• Task statement:
From the line with "51, row 93." to the final line of the records, every line is to be duplicated exactly, both of those lines included.

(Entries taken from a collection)
━━━━━━━━━━━━━━━━

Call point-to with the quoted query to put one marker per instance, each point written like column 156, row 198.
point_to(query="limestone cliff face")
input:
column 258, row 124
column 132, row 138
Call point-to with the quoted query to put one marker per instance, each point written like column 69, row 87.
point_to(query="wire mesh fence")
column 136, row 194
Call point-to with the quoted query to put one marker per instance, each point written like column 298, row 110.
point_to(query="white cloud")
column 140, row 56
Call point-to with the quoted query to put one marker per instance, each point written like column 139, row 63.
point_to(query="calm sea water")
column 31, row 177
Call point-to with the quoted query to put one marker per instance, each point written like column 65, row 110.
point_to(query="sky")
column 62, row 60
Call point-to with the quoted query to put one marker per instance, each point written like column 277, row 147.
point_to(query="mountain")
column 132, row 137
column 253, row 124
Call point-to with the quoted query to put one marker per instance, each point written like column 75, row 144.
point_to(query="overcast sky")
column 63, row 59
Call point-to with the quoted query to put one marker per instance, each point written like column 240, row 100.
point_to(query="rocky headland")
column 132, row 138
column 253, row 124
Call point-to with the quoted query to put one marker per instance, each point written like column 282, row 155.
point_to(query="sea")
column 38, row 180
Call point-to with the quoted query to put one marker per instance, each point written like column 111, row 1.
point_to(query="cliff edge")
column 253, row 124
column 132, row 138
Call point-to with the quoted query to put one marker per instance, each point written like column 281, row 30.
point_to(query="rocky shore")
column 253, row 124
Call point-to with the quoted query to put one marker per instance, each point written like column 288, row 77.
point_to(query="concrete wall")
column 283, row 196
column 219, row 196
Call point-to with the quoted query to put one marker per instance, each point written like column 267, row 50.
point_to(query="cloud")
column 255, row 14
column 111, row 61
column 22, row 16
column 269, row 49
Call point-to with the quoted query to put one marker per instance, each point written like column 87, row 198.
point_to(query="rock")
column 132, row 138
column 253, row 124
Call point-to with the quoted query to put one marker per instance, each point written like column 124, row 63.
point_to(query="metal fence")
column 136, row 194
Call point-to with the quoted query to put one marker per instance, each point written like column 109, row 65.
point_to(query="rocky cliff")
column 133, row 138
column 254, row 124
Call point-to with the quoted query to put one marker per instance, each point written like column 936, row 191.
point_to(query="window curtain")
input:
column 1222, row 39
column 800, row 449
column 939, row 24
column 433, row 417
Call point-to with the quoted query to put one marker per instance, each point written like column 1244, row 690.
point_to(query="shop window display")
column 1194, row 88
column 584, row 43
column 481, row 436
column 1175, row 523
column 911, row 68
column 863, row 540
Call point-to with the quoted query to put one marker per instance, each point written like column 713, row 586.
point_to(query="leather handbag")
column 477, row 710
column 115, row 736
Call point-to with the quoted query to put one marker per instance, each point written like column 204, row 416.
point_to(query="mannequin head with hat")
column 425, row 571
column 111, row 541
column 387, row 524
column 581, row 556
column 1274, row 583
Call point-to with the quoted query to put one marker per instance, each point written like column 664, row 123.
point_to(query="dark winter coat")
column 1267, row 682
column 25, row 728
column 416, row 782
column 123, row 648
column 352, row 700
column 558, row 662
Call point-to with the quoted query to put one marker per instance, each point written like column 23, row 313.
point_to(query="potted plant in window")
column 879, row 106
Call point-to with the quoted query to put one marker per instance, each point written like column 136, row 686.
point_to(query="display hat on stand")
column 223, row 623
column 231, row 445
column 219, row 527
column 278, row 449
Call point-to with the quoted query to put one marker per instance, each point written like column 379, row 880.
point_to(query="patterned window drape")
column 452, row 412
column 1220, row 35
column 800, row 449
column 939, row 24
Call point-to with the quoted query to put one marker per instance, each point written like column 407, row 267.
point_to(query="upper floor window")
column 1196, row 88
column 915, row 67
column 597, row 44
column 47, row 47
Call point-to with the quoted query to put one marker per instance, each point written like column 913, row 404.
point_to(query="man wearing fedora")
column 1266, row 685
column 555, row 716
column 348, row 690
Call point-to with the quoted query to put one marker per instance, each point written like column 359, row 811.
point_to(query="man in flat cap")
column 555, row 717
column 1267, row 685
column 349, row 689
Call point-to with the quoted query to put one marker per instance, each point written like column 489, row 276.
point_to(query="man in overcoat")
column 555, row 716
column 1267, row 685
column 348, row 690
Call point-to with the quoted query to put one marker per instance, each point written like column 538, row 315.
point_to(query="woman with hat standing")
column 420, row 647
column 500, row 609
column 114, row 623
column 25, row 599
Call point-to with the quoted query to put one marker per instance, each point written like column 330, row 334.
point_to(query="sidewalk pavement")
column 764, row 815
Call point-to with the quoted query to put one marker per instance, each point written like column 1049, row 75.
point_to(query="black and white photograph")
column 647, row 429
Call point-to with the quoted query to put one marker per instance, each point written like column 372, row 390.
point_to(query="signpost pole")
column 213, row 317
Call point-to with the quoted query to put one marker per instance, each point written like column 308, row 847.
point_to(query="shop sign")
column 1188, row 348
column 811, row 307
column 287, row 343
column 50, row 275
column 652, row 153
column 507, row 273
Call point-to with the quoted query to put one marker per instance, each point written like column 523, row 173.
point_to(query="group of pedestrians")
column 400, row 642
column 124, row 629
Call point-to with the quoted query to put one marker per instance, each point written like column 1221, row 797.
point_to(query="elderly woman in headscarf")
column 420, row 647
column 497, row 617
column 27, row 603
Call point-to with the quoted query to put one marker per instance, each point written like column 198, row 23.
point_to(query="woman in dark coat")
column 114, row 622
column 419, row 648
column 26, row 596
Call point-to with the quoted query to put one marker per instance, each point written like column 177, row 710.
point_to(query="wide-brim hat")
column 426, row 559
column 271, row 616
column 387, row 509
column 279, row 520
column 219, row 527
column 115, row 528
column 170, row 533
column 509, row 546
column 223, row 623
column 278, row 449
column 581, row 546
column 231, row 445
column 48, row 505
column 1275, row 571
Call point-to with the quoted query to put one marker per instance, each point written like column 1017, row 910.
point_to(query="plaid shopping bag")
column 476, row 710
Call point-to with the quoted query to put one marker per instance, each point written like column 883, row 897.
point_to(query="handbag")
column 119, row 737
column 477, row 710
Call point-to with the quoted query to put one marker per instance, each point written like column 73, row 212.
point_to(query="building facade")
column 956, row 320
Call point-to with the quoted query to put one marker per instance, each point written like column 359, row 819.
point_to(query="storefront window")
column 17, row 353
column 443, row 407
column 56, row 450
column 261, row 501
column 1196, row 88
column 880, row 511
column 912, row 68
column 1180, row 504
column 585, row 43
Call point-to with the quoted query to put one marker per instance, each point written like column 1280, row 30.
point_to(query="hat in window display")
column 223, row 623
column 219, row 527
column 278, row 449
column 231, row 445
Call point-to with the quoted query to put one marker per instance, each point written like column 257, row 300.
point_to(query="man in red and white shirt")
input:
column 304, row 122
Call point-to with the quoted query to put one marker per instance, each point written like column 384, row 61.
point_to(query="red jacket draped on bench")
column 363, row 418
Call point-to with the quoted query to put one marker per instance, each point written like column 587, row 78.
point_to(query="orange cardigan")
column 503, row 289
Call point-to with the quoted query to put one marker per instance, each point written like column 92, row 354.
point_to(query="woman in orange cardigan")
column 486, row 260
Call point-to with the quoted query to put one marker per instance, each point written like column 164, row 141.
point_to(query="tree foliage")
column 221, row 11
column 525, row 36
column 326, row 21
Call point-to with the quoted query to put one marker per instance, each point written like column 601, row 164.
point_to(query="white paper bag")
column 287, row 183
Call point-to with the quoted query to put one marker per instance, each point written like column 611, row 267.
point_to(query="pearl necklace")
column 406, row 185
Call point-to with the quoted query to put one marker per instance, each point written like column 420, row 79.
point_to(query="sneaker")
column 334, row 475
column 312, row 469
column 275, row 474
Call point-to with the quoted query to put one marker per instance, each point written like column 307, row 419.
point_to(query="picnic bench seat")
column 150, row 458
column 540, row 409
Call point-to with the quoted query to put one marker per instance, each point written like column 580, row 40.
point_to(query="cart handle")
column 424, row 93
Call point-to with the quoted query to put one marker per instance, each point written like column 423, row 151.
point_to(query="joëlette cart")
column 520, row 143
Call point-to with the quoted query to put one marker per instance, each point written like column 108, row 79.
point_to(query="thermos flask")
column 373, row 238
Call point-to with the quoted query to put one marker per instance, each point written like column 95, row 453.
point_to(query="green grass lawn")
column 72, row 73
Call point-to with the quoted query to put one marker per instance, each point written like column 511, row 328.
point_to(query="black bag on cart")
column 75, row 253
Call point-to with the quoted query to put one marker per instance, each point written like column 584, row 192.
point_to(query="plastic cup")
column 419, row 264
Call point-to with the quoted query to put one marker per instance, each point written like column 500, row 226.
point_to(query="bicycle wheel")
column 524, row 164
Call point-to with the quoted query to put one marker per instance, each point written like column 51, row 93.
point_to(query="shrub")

━━━━━━━━━━━━━━━━

• Result of this task:
Call point-to with the quoted query to put one marker per instance, each point written like column 51, row 93.
point_to(query="shrub")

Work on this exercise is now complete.